#### Task directions
Records follow. Select each line holding "every".

Dataset items
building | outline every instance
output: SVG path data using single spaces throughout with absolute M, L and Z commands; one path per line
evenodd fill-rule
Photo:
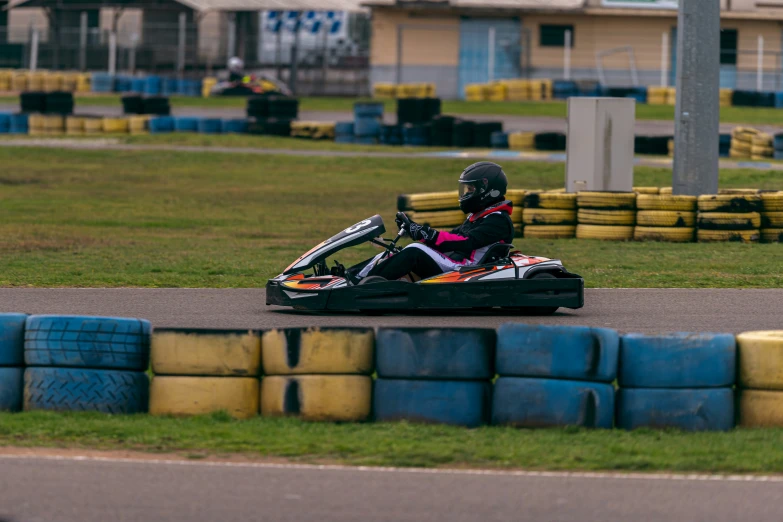
M 720 0 L 721 86 L 783 90 L 783 0 Z M 366 0 L 371 81 L 674 85 L 677 0 Z M 570 46 L 566 48 L 566 42 Z

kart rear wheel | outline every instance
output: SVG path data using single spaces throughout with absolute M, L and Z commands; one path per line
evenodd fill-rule
M 554 274 L 550 274 L 549 272 L 539 272 L 537 274 L 533 274 L 532 277 L 529 279 L 557 279 Z M 552 292 L 548 292 L 552 293 Z M 503 307 L 507 310 L 514 310 L 522 315 L 552 315 L 555 312 L 557 312 L 557 309 L 560 308 L 559 306 L 525 306 L 525 307 Z

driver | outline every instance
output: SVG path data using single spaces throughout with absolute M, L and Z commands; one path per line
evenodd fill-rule
M 511 243 L 511 201 L 505 199 L 508 179 L 500 165 L 489 161 L 474 163 L 459 177 L 459 208 L 465 222 L 451 232 L 420 225 L 399 213 L 397 226 L 416 243 L 380 263 L 379 254 L 359 272 L 373 281 L 396 280 L 409 274 L 426 279 L 463 266 L 474 265 L 494 243 Z
M 245 62 L 236 56 L 228 61 L 228 81 L 241 82 L 245 77 Z

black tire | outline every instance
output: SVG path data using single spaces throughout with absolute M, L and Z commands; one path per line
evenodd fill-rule
M 149 366 L 149 321 L 123 317 L 33 315 L 27 319 L 28 366 L 144 371 Z
M 24 409 L 146 413 L 149 386 L 144 372 L 28 368 L 24 373 Z

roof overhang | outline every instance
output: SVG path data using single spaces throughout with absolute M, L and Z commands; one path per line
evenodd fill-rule
M 5 9 L 50 7 L 63 10 L 127 7 L 212 11 L 349 11 L 366 12 L 361 0 L 9 0 Z

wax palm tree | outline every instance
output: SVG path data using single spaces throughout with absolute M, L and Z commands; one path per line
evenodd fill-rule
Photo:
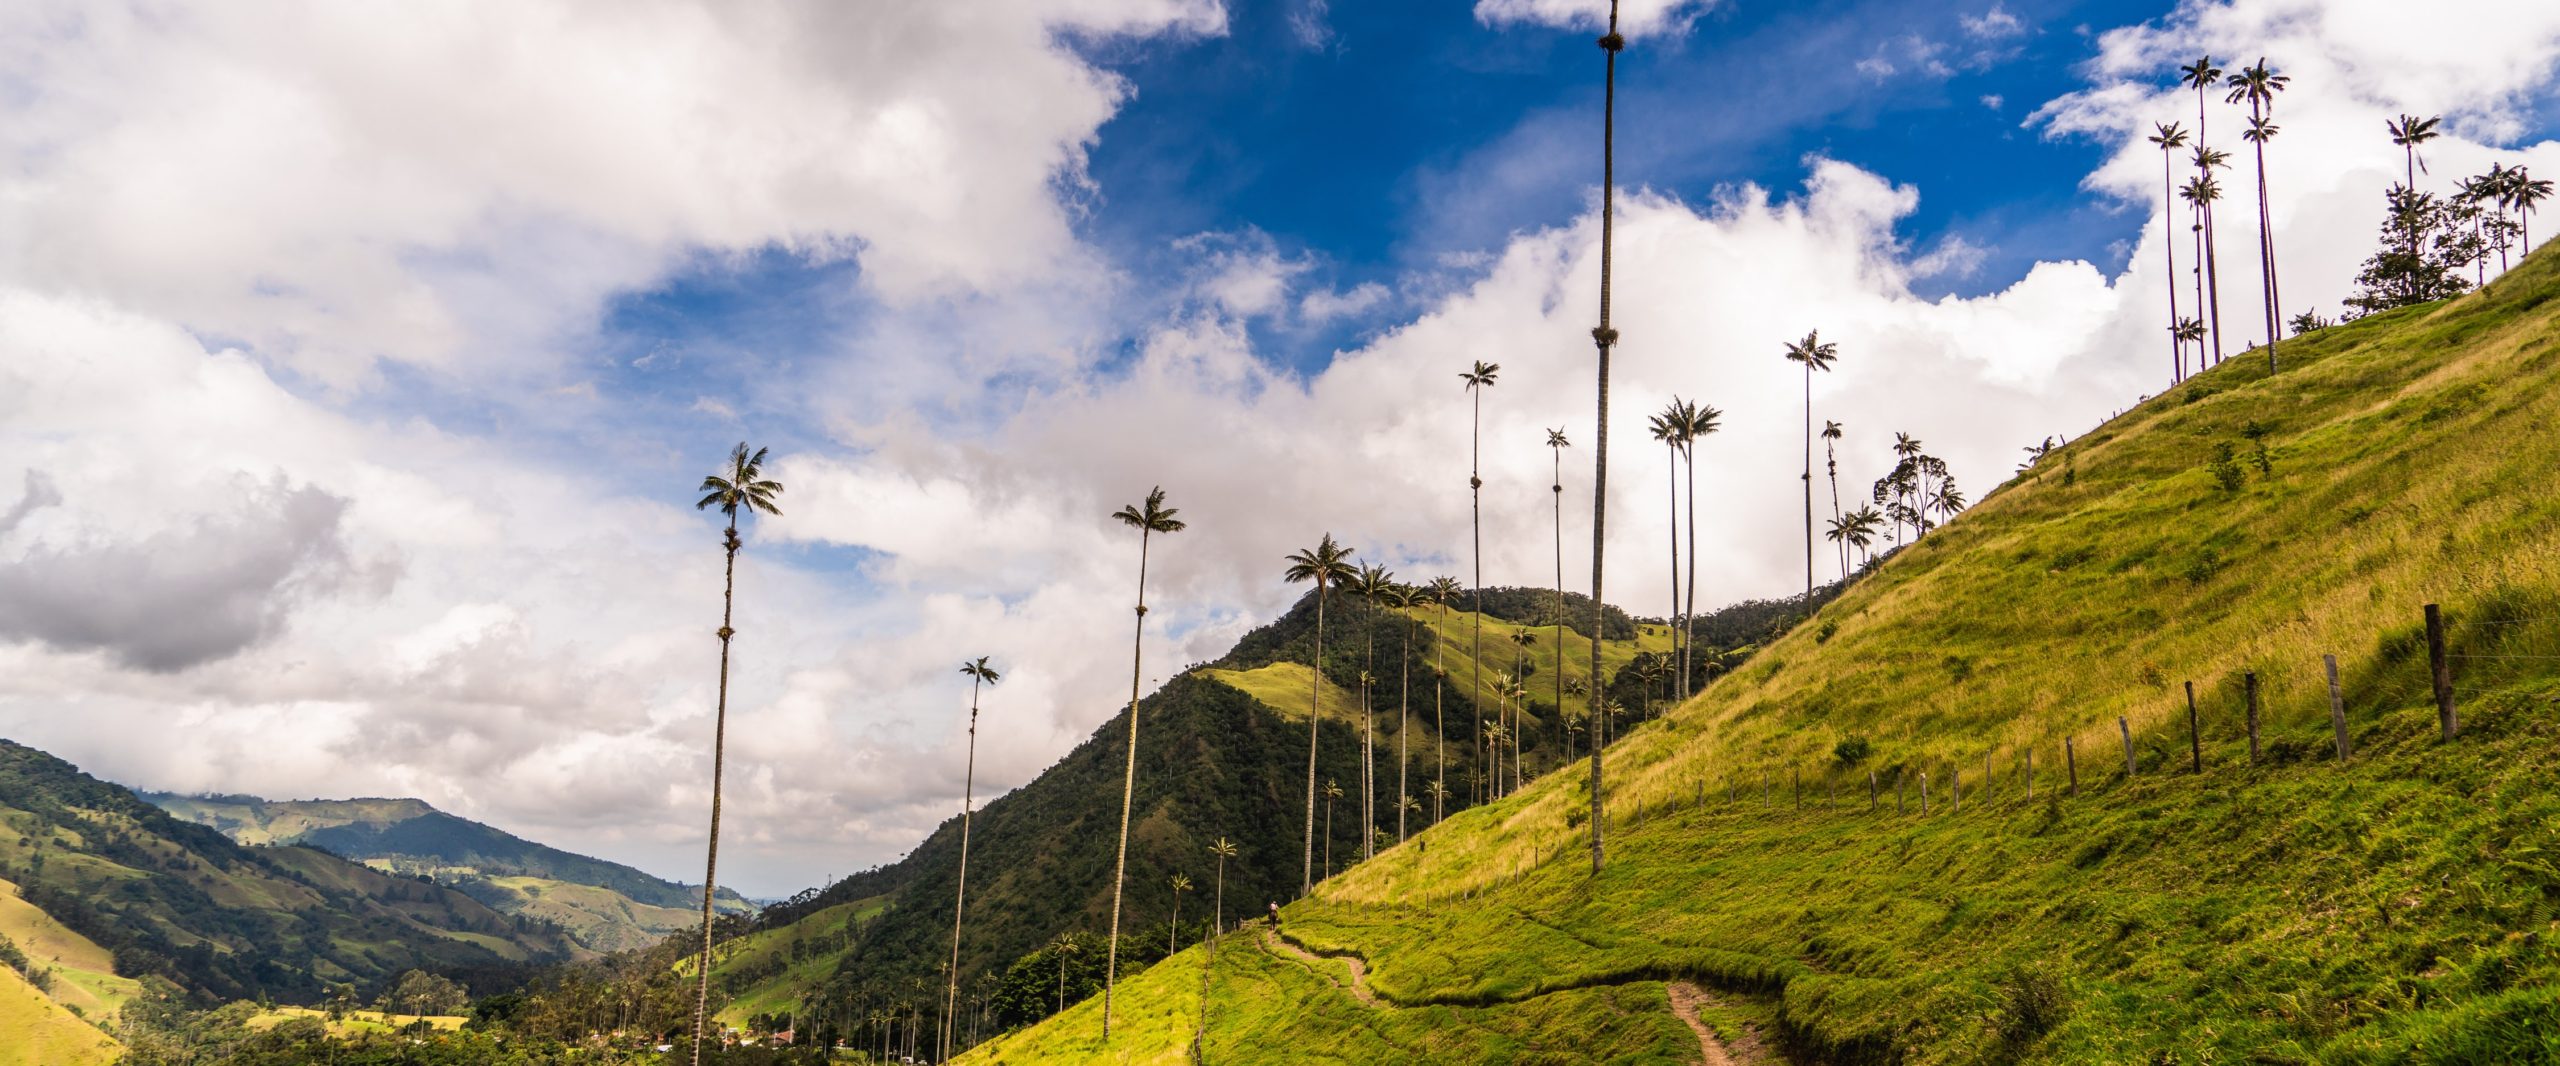
M 1281 576 L 1291 584 L 1300 581 L 1316 583 L 1316 654 L 1315 662 L 1311 664 L 1315 683 L 1307 689 L 1307 853 L 1298 876 L 1298 891 L 1303 894 L 1315 891 L 1316 887 L 1316 725 L 1324 718 L 1325 598 L 1333 586 L 1348 583 L 1354 575 L 1351 549 L 1334 543 L 1331 533 L 1325 534 L 1315 547 L 1291 553 L 1286 561 L 1289 568 Z M 1332 821 L 1333 817 L 1328 813 L 1326 825 L 1329 827 Z M 1328 828 L 1328 849 L 1332 846 L 1331 835 L 1332 830 Z M 1325 865 L 1330 868 L 1333 863 L 1328 859 Z
M 1671 542 L 1671 613 L 1666 617 L 1671 621 L 1671 643 L 1675 648 L 1680 643 L 1680 406 L 1680 398 L 1674 396 L 1662 413 L 1645 421 L 1646 429 L 1669 457 L 1662 465 L 1663 486 L 1671 496 L 1670 507 L 1665 511 Z
M 2195 168 L 2196 168 L 2196 176 L 2197 176 L 2197 177 L 2201 177 L 2201 178 L 2207 178 L 2207 179 L 2210 179 L 2210 178 L 2213 176 L 2213 172 L 2212 172 L 2211 166 L 2210 166 L 2210 164 L 2208 164 L 2208 163 L 2206 162 L 2206 157 L 2205 157 L 2205 154 L 2204 154 L 2204 153 L 2205 153 L 2205 150 L 2206 150 L 2206 149 L 2205 149 L 2205 109 L 2204 109 L 2204 108 L 2205 108 L 2205 99 L 2204 99 L 2204 97 L 2205 97 L 2205 92 L 2206 92 L 2207 90 L 2209 90 L 2209 89 L 2213 89 L 2213 88 L 2215 88 L 2216 86 L 2220 85 L 2220 84 L 2221 84 L 2221 82 L 2222 82 L 2222 68 L 2221 68 L 2221 67 L 2219 67 L 2219 66 L 2215 66 L 2215 65 L 2214 65 L 2214 62 L 2213 62 L 2213 57 L 2212 57 L 2212 56 L 2209 56 L 2209 55 L 2208 55 L 2208 56 L 2200 57 L 2200 58 L 2198 58 L 2194 63 L 2191 63 L 2191 64 L 2188 64 L 2188 65 L 2186 65 L 2186 66 L 2182 66 L 2182 67 L 2179 67 L 2179 68 L 2178 68 L 2178 84 L 2183 85 L 2183 86 L 2186 86 L 2187 88 L 2193 89 L 2193 90 L 2195 90 L 2195 92 L 2196 92 L 2196 159 L 2195 159 Z M 2221 362 L 2221 361 L 2222 361 L 2222 315 L 2221 315 L 2221 313 L 2220 313 L 2220 307 L 2221 307 L 2221 303 L 2222 303 L 2222 301 L 2221 301 L 2221 295 L 2222 295 L 2222 284 L 2221 284 L 2221 283 L 2222 283 L 2222 279 L 2221 279 L 2219 276 L 2215 275 L 2214 270 L 2213 270 L 2213 264 L 2212 264 L 2212 262 L 2210 261 L 2210 260 L 2211 260 L 2211 258 L 2212 258 L 2212 256 L 2211 256 L 2211 253 L 2210 253 L 2209 249 L 2212 247 L 2212 244 L 2213 244 L 2213 223 L 2212 223 L 2212 220 L 2211 220 L 2211 218 L 2210 218 L 2210 215 L 2209 215 L 2208 213 L 2205 213 L 2205 212 L 2199 212 L 2199 221 L 2198 221 L 2197 225 L 2200 227 L 2200 228 L 2199 228 L 2199 230 L 2198 230 L 2198 232 L 2199 232 L 2200 234 L 2202 234 L 2202 242 L 2203 242 L 2203 245 L 2204 245 L 2204 247 L 2205 247 L 2206 249 L 2208 249 L 2208 251 L 2206 251 L 2206 252 L 2204 252 L 2204 253 L 2200 253 L 2200 254 L 2197 256 L 2197 266 L 2198 266 L 2198 269 L 2200 269 L 2200 270 L 2203 272 L 2203 274 L 2202 274 L 2202 280 L 2203 280 L 2206 284 L 2208 284 L 2208 285 L 2212 286 L 2212 293 L 2213 293 L 2213 295 L 2212 295 L 2212 298 L 2210 299 L 2210 301 L 2208 301 L 2208 300 L 2207 300 L 2206 298 L 2204 298 L 2201 294 L 2199 294 L 2199 297 L 2198 297 L 2198 299 L 2197 299 L 2197 301 L 2196 301 L 2196 313 L 2197 313 L 2197 314 L 2199 314 L 2199 315 L 2203 315 L 2203 316 L 2205 316 L 2205 318 L 2206 318 L 2209 322 L 2211 322 L 2211 323 L 2212 323 L 2213 358 L 2214 358 L 2214 361 L 2215 361 L 2215 362 Z M 2208 303 L 2210 303 L 2210 306 L 2208 306 Z M 2203 361 L 2204 361 L 2204 353 L 2202 352 L 2202 350 L 2198 350 L 2198 352 L 2196 353 L 2196 361 L 2197 361 L 2199 364 L 2203 363 Z
M 1077 943 L 1072 933 L 1060 933 L 1049 941 L 1049 952 L 1058 957 L 1058 1013 L 1060 1014 L 1066 1013 L 1067 1010 L 1067 956 L 1080 954 L 1083 951 L 1084 945 Z
M 1713 404 L 1680 405 L 1680 463 L 1689 474 L 1689 594 L 1680 612 L 1680 696 L 1689 696 L 1689 659 L 1698 646 L 1698 438 L 1724 428 L 1724 412 Z M 1826 445 L 1826 447 L 1828 447 Z M 1808 481 L 1805 484 L 1811 485 Z M 1562 649 L 1558 649 L 1561 654 Z M 1558 659 L 1562 662 L 1562 659 Z
M 2219 254 L 2221 241 L 2213 225 L 2213 205 L 2222 199 L 2222 182 L 2213 176 L 2213 172 L 2231 165 L 2231 153 L 2198 144 L 2195 159 L 2198 177 L 2194 200 L 2197 210 L 2204 216 L 2205 323 L 2212 331 L 2213 361 L 2218 365 L 2222 362 L 2222 263 Z
M 1861 565 L 1866 561 L 1867 549 L 1875 544 L 1876 535 L 1883 529 L 1884 515 L 1877 513 L 1874 504 L 1860 504 L 1857 510 L 1849 512 L 1849 546 L 1858 549 Z
M 2411 192 L 2418 191 L 2418 172 L 2426 169 L 2427 166 L 2426 160 L 2418 158 L 2418 146 L 2443 136 L 2442 131 L 2436 129 L 2437 124 L 2443 121 L 2443 115 L 2432 118 L 2402 115 L 2395 119 L 2384 119 L 2382 122 L 2383 130 L 2391 134 L 2391 143 L 2400 148 L 2402 162 L 2406 167 L 2405 177 L 2408 179 Z
M 1147 633 L 1147 545 L 1158 533 L 1185 528 L 1179 508 L 1164 505 L 1161 486 L 1147 490 L 1145 503 L 1122 507 L 1111 517 L 1138 531 L 1137 623 L 1129 637 L 1129 757 L 1120 776 L 1120 851 L 1111 872 L 1111 941 L 1102 967 L 1102 1038 L 1111 1039 L 1111 992 L 1120 977 L 1120 890 L 1129 878 L 1129 803 L 1138 791 L 1138 683 L 1144 664 Z
M 2524 254 L 2533 254 L 2533 213 L 2542 210 L 2542 202 L 2551 198 L 2551 179 L 2537 178 L 2517 167 L 2509 173 L 2507 198 L 2516 206 L 2516 218 L 2524 223 Z
M 1167 958 L 1173 956 L 1174 945 L 1179 942 L 1177 938 L 1182 935 L 1182 894 L 1191 891 L 1191 876 L 1175 874 L 1171 884 L 1173 886 L 1173 927 L 1165 930 L 1164 934 L 1164 953 Z
M 1787 361 L 1804 364 L 1804 591 L 1813 594 L 1813 372 L 1831 369 L 1840 346 L 1824 343 L 1819 332 L 1787 345 Z
M 2169 237 L 2170 201 L 2178 194 L 2170 173 L 2172 154 L 2187 146 L 2187 131 L 2175 122 L 2157 123 L 2153 129 L 2157 132 L 2145 139 L 2160 146 L 2160 248 L 2168 253 L 2169 260 L 2169 380 L 2175 383 L 2186 379 L 2187 349 L 2178 338 L 2178 242 Z M 1845 544 L 1841 551 L 1841 558 L 1848 558 Z
M 1840 423 L 1831 421 L 1827 418 L 1823 419 L 1822 469 L 1831 478 L 1831 521 L 1834 525 L 1837 525 L 1840 522 L 1839 443 L 1842 436 L 1843 434 L 1840 429 Z M 1849 576 L 1849 551 L 1845 547 L 1840 550 L 1840 576 Z
M 960 672 L 969 677 L 969 758 L 960 775 L 960 886 L 951 901 L 951 964 L 944 968 L 949 979 L 942 990 L 941 1057 L 946 1059 L 951 1057 L 951 1019 L 960 1008 L 960 921 L 968 914 L 969 808 L 977 797 L 978 780 L 978 692 L 1001 679 L 984 655 L 961 663 Z
M 1324 779 L 1324 875 L 1333 876 L 1333 801 L 1342 798 L 1342 787 L 1333 779 Z
M 1564 709 L 1564 450 L 1573 442 L 1564 439 L 1564 430 L 1547 431 L 1547 452 L 1555 459 L 1556 511 L 1556 709 Z
M 1893 435 L 1893 455 L 1894 458 L 1899 461 L 1896 465 L 1908 466 L 1916 470 L 1918 468 L 1918 464 L 1915 460 L 1919 459 L 1922 454 L 1924 453 L 1922 451 L 1920 438 L 1914 437 L 1908 433 L 1895 433 Z M 1895 501 L 1898 504 L 1898 507 L 1893 516 L 1893 542 L 1900 544 L 1902 543 L 1902 520 L 1904 515 L 1906 513 L 1917 513 L 1909 501 L 1910 498 L 1918 491 L 1918 487 L 1912 484 L 1908 479 L 1905 479 L 1903 482 L 1896 485 L 1895 488 Z M 1911 539 L 1920 539 L 1920 532 L 1917 528 L 1917 523 L 1914 523 Z
M 1467 430 L 1467 512 L 1473 523 L 1475 576 L 1469 586 L 1475 590 L 1475 679 L 1469 685 L 1468 698 L 1484 688 L 1484 393 L 1502 374 L 1502 364 L 1476 360 L 1474 366 L 1458 375 L 1466 382 L 1467 398 L 1473 404 Z
M 1440 628 L 1447 629 L 1449 604 L 1458 598 L 1458 579 L 1432 578 L 1431 584 L 1424 587 L 1423 595 L 1439 605 Z M 1431 637 L 1431 655 L 1434 661 L 1431 667 L 1431 732 L 1436 746 L 1432 754 L 1431 820 L 1437 823 L 1449 813 L 1445 802 L 1449 798 L 1449 719 L 1441 702 L 1441 688 L 1449 680 L 1449 646 L 1437 633 Z
M 2276 341 L 2284 333 L 2283 300 L 2276 290 L 2275 215 L 2267 207 L 2267 142 L 2276 136 L 2276 94 L 2293 79 L 2267 69 L 2265 56 L 2252 66 L 2241 68 L 2225 83 L 2230 90 L 2224 103 L 2249 104 L 2249 128 L 2240 134 L 2255 149 L 2258 158 L 2258 265 L 2264 276 L 2267 312 L 2267 372 L 2276 370 Z
M 2199 364 L 2204 362 L 2204 321 L 2202 319 L 2180 319 L 2178 339 L 2195 345 L 2196 362 Z
M 1212 840 L 1209 842 L 1209 854 L 1218 857 L 1218 890 L 1212 897 L 1216 902 L 1209 912 L 1209 929 L 1224 934 L 1227 930 L 1227 860 L 1236 857 L 1236 842 L 1225 837 Z
M 1600 324 L 1591 328 L 1591 342 L 1598 347 L 1600 417 L 1593 423 L 1599 438 L 1591 463 L 1591 676 L 1600 676 L 1600 634 L 1605 628 L 1606 592 L 1601 584 L 1602 566 L 1607 559 L 1609 543 L 1609 353 L 1618 344 L 1618 331 L 1609 325 L 1609 252 L 1617 217 L 1617 130 L 1618 130 L 1618 53 L 1627 47 L 1627 39 L 1618 34 L 1618 0 L 1609 0 L 1609 32 L 1600 38 L 1600 51 L 1608 56 L 1608 72 L 1603 82 L 1600 104 Z M 1593 685 L 1594 700 L 1599 699 L 1600 686 Z M 1598 704 L 1593 704 L 1598 709 Z M 1601 788 L 1600 746 L 1591 746 L 1591 873 L 1597 877 L 1604 859 L 1601 827 L 1608 819 L 1605 793 Z
M 773 502 L 774 497 L 782 495 L 782 484 L 766 479 L 764 457 L 765 449 L 749 452 L 740 442 L 729 450 L 728 464 L 719 473 L 704 477 L 694 489 L 702 493 L 702 498 L 694 502 L 694 510 L 717 507 L 729 519 L 729 528 L 720 534 L 720 549 L 726 555 L 720 578 L 720 694 L 711 718 L 711 836 L 702 860 L 702 956 L 694 967 L 694 1066 L 702 1066 L 703 1027 L 711 1007 L 711 903 L 720 887 L 720 779 L 729 754 L 729 642 L 738 635 L 729 623 L 731 608 L 737 603 L 738 549 L 745 546 L 738 539 L 738 512 L 782 514 L 782 508 Z
M 1388 573 L 1386 567 L 1363 566 L 1342 591 L 1358 596 L 1371 608 L 1378 609 L 1387 606 L 1395 587 L 1396 576 Z M 1369 699 L 1378 679 L 1369 669 L 1377 665 L 1378 627 L 1374 623 L 1364 623 L 1360 628 L 1360 821 L 1362 825 L 1375 827 L 1378 824 L 1378 734 L 1376 716 L 1369 710 Z M 1369 834 L 1363 832 L 1360 837 L 1360 857 L 1366 859 L 1372 854 L 1368 845 Z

#### Solution below
building | outline every instance
kart rear wheel | outline every instance
driver | outline every instance
black tire | outline every instance
roof overhang | outline every instance
wax palm tree | outline every instance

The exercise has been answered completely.